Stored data
+++

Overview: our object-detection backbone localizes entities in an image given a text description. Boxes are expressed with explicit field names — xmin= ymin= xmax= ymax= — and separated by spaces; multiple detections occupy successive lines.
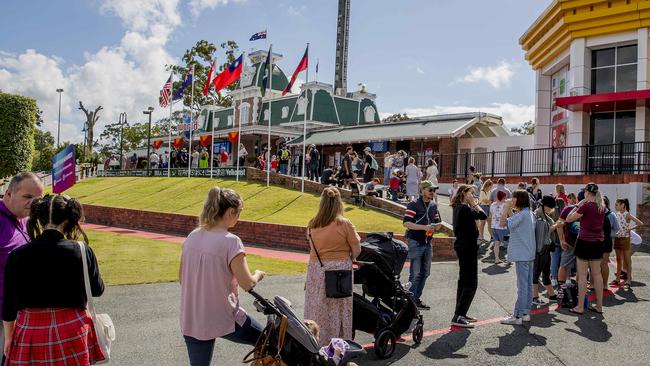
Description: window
xmin=591 ymin=45 xmax=637 ymax=94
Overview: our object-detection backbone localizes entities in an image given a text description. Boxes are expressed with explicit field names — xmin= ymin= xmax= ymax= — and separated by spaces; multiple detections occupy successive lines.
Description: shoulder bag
xmin=77 ymin=241 xmax=115 ymax=363
xmin=309 ymin=229 xmax=352 ymax=299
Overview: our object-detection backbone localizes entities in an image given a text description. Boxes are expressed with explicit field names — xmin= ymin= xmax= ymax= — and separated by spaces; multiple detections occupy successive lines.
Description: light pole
xmin=142 ymin=107 xmax=153 ymax=176
xmin=120 ymin=112 xmax=126 ymax=169
xmin=56 ymin=88 xmax=63 ymax=148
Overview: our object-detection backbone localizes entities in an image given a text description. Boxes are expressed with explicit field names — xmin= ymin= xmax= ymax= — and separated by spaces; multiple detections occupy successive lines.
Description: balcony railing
xmin=421 ymin=141 xmax=650 ymax=177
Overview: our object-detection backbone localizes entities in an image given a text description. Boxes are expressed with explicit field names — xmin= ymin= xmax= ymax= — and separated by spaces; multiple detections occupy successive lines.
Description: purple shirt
xmin=0 ymin=201 xmax=29 ymax=309
xmin=576 ymin=202 xmax=605 ymax=241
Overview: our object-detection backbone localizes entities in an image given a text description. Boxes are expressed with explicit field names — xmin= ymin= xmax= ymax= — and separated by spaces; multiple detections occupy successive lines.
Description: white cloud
xmin=380 ymin=103 xmax=535 ymax=129
xmin=456 ymin=61 xmax=517 ymax=89
xmin=189 ymin=0 xmax=246 ymax=17
xmin=0 ymin=0 xmax=181 ymax=143
xmin=287 ymin=5 xmax=307 ymax=17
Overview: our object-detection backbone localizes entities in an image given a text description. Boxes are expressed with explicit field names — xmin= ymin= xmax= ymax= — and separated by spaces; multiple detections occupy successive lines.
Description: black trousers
xmin=454 ymin=250 xmax=478 ymax=317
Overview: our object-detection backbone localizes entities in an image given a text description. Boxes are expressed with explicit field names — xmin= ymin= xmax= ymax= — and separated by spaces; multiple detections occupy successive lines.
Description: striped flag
xmin=160 ymin=75 xmax=172 ymax=108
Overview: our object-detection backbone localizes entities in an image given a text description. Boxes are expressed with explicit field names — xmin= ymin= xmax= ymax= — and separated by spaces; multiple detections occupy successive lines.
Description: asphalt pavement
xmin=96 ymin=246 xmax=650 ymax=366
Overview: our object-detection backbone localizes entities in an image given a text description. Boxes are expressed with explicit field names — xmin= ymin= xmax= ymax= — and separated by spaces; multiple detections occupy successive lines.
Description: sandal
xmin=569 ymin=308 xmax=584 ymax=315
xmin=589 ymin=306 xmax=603 ymax=314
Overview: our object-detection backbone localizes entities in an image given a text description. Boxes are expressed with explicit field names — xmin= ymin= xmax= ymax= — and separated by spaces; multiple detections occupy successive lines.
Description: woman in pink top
xmin=180 ymin=187 xmax=265 ymax=366
xmin=305 ymin=187 xmax=361 ymax=346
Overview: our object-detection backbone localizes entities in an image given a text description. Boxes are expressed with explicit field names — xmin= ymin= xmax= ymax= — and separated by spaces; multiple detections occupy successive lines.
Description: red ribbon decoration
xmin=228 ymin=132 xmax=239 ymax=145
xmin=199 ymin=135 xmax=212 ymax=146
xmin=174 ymin=136 xmax=185 ymax=149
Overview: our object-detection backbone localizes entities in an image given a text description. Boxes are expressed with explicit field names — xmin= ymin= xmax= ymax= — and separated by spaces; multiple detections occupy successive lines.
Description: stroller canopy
xmin=273 ymin=296 xmax=320 ymax=353
xmin=357 ymin=233 xmax=408 ymax=278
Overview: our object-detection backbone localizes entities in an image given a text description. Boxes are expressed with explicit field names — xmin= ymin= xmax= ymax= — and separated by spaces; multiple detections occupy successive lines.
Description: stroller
xmin=242 ymin=290 xmax=366 ymax=366
xmin=352 ymin=233 xmax=424 ymax=359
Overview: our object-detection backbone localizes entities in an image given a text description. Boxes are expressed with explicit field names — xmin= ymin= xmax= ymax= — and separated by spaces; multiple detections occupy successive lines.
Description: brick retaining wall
xmin=84 ymin=204 xmax=456 ymax=261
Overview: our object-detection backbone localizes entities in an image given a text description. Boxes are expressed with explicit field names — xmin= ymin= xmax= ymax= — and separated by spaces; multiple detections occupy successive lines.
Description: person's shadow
xmin=422 ymin=329 xmax=471 ymax=360
xmin=565 ymin=310 xmax=612 ymax=342
xmin=485 ymin=326 xmax=546 ymax=356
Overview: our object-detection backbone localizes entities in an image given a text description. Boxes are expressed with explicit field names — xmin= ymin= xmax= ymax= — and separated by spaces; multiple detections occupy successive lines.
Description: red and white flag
xmin=160 ymin=75 xmax=172 ymax=108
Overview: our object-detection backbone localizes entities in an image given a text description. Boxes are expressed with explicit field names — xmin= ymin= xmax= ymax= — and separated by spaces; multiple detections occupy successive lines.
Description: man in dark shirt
xmin=402 ymin=180 xmax=441 ymax=310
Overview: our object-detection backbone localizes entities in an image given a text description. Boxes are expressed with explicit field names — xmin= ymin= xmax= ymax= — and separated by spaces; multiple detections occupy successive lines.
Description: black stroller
xmin=352 ymin=233 xmax=424 ymax=359
xmin=242 ymin=290 xmax=366 ymax=366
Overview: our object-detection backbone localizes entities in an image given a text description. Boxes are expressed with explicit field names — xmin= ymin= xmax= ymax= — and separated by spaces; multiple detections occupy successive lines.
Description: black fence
xmin=435 ymin=141 xmax=650 ymax=177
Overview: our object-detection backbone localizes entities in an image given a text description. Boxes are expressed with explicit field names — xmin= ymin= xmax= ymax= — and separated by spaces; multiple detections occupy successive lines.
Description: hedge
xmin=0 ymin=93 xmax=36 ymax=177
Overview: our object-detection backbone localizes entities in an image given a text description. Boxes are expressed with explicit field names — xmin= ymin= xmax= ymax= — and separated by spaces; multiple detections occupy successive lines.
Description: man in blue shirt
xmin=402 ymin=180 xmax=442 ymax=310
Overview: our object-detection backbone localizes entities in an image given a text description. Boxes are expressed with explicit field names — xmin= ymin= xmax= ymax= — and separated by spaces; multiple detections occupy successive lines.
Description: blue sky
xmin=0 ymin=0 xmax=550 ymax=140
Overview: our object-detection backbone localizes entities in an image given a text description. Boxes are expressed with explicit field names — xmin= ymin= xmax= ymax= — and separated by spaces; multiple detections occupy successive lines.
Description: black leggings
xmin=533 ymin=252 xmax=551 ymax=286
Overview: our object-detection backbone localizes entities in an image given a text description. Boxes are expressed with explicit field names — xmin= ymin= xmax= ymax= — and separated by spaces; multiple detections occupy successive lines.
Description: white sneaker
xmin=501 ymin=315 xmax=521 ymax=325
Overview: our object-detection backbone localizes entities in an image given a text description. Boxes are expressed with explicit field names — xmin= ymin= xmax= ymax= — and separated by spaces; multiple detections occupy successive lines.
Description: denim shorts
xmin=492 ymin=228 xmax=508 ymax=242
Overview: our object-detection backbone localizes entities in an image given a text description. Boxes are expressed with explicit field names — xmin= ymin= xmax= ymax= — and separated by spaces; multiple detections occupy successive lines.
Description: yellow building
xmin=519 ymin=0 xmax=650 ymax=159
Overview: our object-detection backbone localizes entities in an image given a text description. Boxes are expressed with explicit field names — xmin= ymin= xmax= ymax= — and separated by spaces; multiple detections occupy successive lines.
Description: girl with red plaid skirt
xmin=2 ymin=195 xmax=105 ymax=366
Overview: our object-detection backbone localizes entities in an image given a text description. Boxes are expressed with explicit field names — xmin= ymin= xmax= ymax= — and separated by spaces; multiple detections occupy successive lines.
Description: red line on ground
xmin=82 ymin=224 xmax=309 ymax=263
xmin=362 ymin=286 xmax=620 ymax=350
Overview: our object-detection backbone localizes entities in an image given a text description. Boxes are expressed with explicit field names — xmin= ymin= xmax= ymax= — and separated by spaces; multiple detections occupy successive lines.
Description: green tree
xmin=32 ymin=128 xmax=55 ymax=171
xmin=0 ymin=93 xmax=37 ymax=177
xmin=510 ymin=121 xmax=535 ymax=135
xmin=167 ymin=40 xmax=239 ymax=113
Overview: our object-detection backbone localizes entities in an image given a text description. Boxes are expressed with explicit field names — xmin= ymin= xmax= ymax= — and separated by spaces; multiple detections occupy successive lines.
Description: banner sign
xmin=52 ymin=145 xmax=75 ymax=193
xmin=97 ymin=167 xmax=246 ymax=178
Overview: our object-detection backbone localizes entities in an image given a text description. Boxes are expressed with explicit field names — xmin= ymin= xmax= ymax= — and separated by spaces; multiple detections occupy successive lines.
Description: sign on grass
xmin=52 ymin=145 xmax=75 ymax=193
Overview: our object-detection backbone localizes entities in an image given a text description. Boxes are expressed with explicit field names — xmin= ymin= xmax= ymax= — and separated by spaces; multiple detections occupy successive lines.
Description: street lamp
xmin=142 ymin=107 xmax=153 ymax=176
xmin=120 ymin=112 xmax=126 ymax=169
xmin=56 ymin=88 xmax=63 ymax=147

+++

| GOAL |
Copy the records from the start through the line containing "xmin=421 ymin=141 xmax=650 ymax=177", both ends included, and shift every bounding box coordinate in the answers up by 34. Reproduce all lines in that part, requests included, but leave the pictures out.

| TASK ANSWER |
Overview: our object-detection backbone localizes entities in an image given a text description. Boxes are expressed with explicit field names — xmin= ymin= xmax= ymax= — and separated by spaces; multiple detections occupy successive lines.
Description: window
xmin=625 ymin=79 xmax=671 ymax=128
Overview: our object-detection backbone localizes entities in an image given a text description. Boxes are expressed with explicit field names — xmin= ymin= xmax= ymax= — and separated by spaces; multiple detections occupy successive lines.
Description: shoulder bag
xmin=111 ymin=275 xmax=149 ymax=397
xmin=343 ymin=263 xmax=386 ymax=333
Overview: our object-detection backbone localizes entities in an image given a text description. Boxes are expressed with explicit field names — xmin= ymin= xmax= ymax= — and separated by spaces; multiple detections occupy successive lines.
Description: light pole
xmin=176 ymin=141 xmax=187 ymax=210
xmin=154 ymin=146 xmax=160 ymax=203
xmin=90 ymin=122 xmax=97 ymax=182
Overview: our object-detection backbone localizes entities in an image given a text description. Boxes are expressed with explicit field names — xmin= ymin= xmax= ymax= — and separated by spaces; multiple detections occupy successive lines.
Description: balcony railing
xmin=455 ymin=175 xmax=684 ymax=211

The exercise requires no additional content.